**ACTIVITY LIST**
A: Print the passage of the Avalanche article from "Avalanche acted as" up to and including "money or merchandise.", with its wording unchanged.
B: According to the Avalanche article, what did the cloud-hosted software sold and rented by Avalanche allow criminals to do? List every capability it names.
C: Using the Avalanche article, explain in one to three sentences why the monetary losses from malware attacks over the network can only be estimated.

**SOURCE PASSAGE**
Government authorities take down ‘Avalanche’ global crimeware network

German Interior Minister Thomas de Maiziere gives a statement to the press concerning the discovery and neutralization of a massive online fraud network known as Avalanche. Authorities from 30 countries including the FBI, Interpol and Europol participated in the takedown following a four-year investigation. The crimeware network infected hundreds of thousands of computers worldwide resulting in estimated hundreds of millions of dollars in financial losses. Photo by European Pressphoto Agency/Kay Nietfeld

WASHINGTON, Dec. 4 (UPI) — A global crimeware network known as “Avalanche” was dismantled by United States and European authorities following a four-year investigation.

The U.S. Department of Justice and FBI released a joint statement regarding the takedown network which infected hundreds of thousands of computers worldwide.

“November 30 began the start of a multi-national operation to dismantle a complex, criminal network of worldwide computer servers known as Avalanche. This network hosted more than two dozen of the world’s most pernicious types of malware and several money laundering campaigns,” the statement said. “The operation involves arrests and searches in five countries. More than 50 Avalanche servers worldwide were taken offline.”

Authorities from 30 countries including Interpol and Europol participated in the operation to block and sinkhole more than 800,000 malicious Avalanche domains responsible for significant monetary losses.

“The Avalanche network, which has been operating since at least 2010, is estimated to involve hundreds of thousands of infected computers worldwide,” the FBI said. “The monetary losses associated with malware attacks conducted over the Avalanche network are estimated to be in the hundreds of millions of dollars worldwide, although exact calculations are difficult due to the high number of malware families present on the network.”

Avalanche acted as a criminal company that sold and rented criminals cloud-hosted software which allowed them to take over systems, infect networks, launch ransomware or create enormous robot networks to send spam, according to USA Today.

“They would do whatever you wanted. You just had to call them, say ‘I need command and control service,’ or ‘I need to infect this type of people or this type of business,’ and they’d do it,” BitDefender Chief Security Strategist Catalin Cosoi said.

Avalanche targeted individuals as well as 40 major financial institutions to gain access to sensitive personal information, such as user credentials and banking information and run “money mule” schemes where criminals recruited people to transport and launder stolen money or merchandise.

The U.S. Computer Emergency Readiness Team said the malware only affects users running Microsoft Windows and shared a list of free scanning programs to allow individuals to check if their systems had been infected.

**EXERCISE DATA**

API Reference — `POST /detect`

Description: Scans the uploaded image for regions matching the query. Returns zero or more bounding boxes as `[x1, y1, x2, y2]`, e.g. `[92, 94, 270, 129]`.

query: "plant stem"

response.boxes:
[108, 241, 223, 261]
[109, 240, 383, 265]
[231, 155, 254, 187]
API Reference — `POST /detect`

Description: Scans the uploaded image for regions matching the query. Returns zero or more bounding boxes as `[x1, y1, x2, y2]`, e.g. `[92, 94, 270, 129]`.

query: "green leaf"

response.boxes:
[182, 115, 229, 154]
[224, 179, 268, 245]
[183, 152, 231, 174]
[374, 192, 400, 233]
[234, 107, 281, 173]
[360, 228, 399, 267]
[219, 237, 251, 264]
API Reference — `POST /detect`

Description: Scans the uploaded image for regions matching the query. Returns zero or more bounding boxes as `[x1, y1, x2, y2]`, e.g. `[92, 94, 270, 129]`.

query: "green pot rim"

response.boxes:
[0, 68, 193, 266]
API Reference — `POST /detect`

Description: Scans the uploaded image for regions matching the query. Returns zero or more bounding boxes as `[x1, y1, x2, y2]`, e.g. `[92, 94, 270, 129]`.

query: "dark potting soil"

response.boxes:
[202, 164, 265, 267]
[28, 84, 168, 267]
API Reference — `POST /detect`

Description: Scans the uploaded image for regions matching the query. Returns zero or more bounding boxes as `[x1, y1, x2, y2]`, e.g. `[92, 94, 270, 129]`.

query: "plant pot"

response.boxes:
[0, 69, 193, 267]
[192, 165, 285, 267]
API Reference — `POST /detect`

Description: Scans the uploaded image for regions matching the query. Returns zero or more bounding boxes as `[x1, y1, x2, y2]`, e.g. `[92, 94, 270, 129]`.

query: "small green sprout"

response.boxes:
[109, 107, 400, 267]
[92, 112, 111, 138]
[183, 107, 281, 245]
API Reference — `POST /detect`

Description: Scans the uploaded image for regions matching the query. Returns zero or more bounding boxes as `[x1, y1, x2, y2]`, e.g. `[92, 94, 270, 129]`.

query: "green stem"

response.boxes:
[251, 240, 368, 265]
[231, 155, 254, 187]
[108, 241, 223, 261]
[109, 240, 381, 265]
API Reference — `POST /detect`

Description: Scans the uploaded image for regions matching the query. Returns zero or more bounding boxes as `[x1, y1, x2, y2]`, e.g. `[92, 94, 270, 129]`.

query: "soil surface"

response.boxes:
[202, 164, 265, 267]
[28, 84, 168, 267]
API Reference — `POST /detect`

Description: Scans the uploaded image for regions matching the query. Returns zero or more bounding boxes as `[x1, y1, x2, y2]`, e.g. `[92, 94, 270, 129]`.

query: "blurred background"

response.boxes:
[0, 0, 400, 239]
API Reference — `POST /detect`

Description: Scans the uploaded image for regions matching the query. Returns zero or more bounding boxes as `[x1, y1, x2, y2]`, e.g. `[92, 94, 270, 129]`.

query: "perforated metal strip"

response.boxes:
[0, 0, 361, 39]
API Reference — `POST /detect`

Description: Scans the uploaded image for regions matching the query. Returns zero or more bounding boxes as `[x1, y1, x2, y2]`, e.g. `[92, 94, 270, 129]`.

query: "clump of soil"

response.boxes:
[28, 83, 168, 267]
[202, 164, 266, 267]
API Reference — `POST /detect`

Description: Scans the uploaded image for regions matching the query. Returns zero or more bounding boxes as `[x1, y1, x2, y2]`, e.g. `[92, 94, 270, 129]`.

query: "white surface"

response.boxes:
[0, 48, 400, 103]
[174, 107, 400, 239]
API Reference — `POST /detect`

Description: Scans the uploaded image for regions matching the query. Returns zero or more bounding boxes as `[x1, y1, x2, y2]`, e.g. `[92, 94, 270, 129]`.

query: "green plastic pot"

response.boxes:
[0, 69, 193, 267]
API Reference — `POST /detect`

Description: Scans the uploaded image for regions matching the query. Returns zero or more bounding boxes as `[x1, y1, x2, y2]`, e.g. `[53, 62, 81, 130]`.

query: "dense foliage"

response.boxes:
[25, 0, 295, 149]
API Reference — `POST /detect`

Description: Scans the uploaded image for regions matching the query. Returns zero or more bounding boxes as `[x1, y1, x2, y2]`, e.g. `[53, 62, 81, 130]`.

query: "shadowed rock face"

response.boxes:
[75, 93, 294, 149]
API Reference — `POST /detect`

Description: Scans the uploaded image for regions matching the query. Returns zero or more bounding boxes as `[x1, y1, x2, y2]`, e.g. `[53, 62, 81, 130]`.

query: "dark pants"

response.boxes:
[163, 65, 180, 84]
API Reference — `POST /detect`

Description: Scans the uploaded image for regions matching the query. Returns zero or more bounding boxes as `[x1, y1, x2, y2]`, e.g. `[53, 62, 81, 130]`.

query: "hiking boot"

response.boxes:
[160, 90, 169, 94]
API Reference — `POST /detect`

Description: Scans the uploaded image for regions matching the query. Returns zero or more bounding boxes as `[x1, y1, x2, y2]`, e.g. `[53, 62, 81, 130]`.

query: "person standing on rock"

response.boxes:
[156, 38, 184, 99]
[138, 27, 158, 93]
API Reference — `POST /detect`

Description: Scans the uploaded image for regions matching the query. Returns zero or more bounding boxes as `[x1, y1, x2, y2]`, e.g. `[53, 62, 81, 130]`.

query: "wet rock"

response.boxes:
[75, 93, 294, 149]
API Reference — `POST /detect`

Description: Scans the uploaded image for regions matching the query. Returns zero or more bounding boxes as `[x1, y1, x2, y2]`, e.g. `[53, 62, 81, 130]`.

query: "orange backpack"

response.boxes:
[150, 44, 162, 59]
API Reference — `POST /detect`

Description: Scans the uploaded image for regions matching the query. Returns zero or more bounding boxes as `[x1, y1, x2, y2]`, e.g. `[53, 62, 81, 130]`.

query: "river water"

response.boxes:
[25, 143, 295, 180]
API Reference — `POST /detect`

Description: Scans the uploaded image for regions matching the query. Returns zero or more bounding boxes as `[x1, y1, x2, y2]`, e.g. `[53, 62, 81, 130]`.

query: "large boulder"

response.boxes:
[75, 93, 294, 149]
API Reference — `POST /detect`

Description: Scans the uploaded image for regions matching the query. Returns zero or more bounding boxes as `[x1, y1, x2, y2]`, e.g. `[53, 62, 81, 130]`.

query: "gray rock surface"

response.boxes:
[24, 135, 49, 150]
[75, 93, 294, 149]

**ANSWERS TO EACH TASK**
A:
Avalanche acted as a criminal company that sold and rented criminals cloud-hosted software which allowed them to take over systems, infect networks, launch ransomware or create enormous robot networks to send spam, according to USA Today.

“They would do whatever you wanted. You just had to call them, say ‘I need command and control service,’ or ‘I need to infect this type of people or this type of business,’ and they’d do it,” BitDefender Chief Security Strategist Catalin Cosoi said.

Avalanche targeted individuals as well as 40 major financial institutions to gain access to sensitive personal information, such as user credentials and banking information and run “money mule” schemes where criminals recruited people to transport and launder stolen money or merchandise.

B:
- Take over systems
- Infect networks
- Launch ransomware
- Create enormous robot networks to send spam

C: According to the FBI, exact calculations are difficult because of the high number of malware families present on the Avalanche network. For this reason, the losses are estimated to be in the hundreds of millions of dollars worldwide.